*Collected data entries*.
==*==
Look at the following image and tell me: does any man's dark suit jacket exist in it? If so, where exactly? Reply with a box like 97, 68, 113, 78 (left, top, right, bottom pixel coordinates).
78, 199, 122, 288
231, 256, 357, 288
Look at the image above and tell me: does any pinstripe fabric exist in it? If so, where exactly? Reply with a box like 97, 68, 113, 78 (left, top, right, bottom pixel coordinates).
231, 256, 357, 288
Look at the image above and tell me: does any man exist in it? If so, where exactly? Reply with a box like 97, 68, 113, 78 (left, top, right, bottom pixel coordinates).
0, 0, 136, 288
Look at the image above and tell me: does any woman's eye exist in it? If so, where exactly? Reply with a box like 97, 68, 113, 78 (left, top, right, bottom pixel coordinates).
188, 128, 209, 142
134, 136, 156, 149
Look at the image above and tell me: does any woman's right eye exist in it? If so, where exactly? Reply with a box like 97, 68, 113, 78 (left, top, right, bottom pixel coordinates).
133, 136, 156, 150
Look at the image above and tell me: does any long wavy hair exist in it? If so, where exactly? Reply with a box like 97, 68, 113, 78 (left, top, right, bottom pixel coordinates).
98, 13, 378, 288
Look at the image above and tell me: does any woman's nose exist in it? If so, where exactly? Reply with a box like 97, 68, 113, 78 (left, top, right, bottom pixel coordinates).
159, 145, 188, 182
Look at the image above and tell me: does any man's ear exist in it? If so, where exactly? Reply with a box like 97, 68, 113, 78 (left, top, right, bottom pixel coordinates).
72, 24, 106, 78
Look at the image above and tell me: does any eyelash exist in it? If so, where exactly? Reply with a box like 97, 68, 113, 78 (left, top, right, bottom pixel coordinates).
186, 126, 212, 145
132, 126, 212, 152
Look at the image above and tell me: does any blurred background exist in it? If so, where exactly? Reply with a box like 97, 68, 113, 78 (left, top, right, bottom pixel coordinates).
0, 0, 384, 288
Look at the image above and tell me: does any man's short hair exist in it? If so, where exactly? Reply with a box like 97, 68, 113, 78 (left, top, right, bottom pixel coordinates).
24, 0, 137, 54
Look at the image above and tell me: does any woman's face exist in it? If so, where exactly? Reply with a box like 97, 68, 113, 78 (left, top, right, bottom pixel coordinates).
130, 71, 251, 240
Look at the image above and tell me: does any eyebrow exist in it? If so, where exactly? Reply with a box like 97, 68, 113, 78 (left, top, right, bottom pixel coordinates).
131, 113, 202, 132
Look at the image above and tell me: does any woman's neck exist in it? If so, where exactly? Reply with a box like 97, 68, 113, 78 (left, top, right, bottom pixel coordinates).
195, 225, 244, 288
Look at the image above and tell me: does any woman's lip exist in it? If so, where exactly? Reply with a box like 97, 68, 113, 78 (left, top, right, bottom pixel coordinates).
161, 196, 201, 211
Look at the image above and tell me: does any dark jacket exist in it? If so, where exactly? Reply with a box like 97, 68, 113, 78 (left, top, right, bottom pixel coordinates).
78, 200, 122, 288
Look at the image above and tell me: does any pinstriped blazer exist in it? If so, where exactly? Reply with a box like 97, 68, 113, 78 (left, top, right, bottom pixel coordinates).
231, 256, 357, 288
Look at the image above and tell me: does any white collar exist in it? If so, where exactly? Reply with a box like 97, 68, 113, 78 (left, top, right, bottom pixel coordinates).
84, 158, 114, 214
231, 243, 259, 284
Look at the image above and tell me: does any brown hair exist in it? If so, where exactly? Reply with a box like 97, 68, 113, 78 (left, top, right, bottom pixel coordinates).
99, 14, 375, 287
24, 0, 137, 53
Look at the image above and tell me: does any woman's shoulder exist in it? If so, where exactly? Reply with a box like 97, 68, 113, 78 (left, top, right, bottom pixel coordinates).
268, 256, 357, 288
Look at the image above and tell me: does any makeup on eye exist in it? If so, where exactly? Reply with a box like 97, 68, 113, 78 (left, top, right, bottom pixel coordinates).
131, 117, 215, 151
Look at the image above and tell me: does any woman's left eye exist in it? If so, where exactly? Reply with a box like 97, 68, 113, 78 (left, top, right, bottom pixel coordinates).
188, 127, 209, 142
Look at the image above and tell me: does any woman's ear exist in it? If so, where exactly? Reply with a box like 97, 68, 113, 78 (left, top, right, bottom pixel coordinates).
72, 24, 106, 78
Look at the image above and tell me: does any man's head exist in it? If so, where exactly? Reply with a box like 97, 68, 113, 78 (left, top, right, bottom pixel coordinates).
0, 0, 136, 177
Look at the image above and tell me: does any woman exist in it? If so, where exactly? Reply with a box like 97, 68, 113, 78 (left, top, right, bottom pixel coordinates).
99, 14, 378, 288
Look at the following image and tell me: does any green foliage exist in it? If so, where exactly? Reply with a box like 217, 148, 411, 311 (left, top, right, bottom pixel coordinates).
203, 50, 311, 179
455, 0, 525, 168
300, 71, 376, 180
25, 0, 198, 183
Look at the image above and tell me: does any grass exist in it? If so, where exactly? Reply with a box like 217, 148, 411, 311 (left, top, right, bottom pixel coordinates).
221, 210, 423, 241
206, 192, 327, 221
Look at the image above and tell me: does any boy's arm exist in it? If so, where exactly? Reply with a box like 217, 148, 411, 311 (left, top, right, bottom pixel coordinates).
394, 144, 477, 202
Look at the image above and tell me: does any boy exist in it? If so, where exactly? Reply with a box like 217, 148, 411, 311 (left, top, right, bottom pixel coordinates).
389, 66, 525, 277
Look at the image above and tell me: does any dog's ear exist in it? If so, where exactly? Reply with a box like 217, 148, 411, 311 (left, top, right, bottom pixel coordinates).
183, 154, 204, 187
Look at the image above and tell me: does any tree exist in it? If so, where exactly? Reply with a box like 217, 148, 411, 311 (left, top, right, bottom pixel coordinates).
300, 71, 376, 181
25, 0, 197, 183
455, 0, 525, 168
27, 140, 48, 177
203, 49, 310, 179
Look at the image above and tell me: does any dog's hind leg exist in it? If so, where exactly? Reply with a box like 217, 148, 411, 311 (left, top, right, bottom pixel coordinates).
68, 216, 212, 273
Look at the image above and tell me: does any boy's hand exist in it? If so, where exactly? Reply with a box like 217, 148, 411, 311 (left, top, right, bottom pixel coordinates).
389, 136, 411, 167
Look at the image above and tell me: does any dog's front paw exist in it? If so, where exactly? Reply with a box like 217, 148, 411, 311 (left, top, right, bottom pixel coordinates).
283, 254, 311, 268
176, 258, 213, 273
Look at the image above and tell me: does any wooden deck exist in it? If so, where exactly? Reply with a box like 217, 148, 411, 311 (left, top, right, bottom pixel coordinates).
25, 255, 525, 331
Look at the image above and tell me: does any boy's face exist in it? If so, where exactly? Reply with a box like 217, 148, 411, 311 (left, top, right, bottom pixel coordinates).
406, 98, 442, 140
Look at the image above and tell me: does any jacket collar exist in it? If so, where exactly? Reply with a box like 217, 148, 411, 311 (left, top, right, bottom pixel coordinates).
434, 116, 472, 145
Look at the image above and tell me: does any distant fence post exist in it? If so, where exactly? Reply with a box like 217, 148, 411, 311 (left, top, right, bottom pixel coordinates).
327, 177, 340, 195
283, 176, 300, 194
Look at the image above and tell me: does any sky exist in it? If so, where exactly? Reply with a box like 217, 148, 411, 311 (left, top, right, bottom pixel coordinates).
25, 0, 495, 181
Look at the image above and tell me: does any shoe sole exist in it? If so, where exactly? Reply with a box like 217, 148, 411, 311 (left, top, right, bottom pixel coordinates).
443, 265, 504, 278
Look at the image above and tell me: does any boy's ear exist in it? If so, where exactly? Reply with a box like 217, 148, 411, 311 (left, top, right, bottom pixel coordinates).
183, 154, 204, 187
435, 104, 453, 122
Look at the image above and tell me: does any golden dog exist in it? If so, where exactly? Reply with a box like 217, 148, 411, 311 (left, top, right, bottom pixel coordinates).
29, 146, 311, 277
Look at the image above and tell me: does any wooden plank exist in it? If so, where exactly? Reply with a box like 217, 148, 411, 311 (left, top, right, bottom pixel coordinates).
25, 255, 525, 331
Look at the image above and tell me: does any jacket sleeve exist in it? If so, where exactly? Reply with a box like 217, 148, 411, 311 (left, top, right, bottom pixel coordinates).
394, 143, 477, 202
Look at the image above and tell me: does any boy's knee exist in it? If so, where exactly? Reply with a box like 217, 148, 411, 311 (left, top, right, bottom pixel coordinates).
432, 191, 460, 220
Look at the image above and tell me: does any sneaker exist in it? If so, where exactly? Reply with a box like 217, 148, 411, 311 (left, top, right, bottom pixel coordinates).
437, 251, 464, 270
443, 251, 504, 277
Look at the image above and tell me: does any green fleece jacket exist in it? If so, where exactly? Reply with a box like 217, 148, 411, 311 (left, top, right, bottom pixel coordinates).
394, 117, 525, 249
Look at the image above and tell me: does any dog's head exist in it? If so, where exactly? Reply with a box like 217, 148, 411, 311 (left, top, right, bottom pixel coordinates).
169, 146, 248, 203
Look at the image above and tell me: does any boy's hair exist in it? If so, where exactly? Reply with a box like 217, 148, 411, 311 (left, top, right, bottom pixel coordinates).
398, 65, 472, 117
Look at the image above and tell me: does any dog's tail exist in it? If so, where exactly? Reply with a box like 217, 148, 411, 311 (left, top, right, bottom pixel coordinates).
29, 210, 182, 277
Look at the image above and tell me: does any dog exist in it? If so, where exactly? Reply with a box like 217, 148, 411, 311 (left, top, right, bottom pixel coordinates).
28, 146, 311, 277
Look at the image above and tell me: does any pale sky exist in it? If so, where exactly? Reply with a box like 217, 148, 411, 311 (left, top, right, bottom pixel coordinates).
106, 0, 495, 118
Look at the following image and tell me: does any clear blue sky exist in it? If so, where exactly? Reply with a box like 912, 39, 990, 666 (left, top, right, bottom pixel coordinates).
==*==
*Directive*. Recast the entries above as a JSON list of strings with one string per line and blank lines left out. Start at the line containing "Look at the image above and tell me: does any shoe" and stop after the line containing "443, 265, 504, 278".

*Written reply*.
[
  "Look at the image above and tell me: does any shoe sole exist in it? If so, where exactly? Reply with a box like 217, 148, 411, 311 (left, top, right, bottom pixel coordinates).",
  "443, 265, 504, 278"
]